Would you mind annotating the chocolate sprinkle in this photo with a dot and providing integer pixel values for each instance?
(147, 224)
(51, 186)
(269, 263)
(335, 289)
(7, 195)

● Stated goal
Rewrite the records with "chocolate sprinkle" replaced by "candy sprinkle", leaving everything else as it is.

● Solution to the problem
Would you mind annotating the candy sprinkle in this photo with a dot and providing integer pixel values for each instance?
(147, 224)
(51, 186)
(269, 263)
(335, 289)
(7, 195)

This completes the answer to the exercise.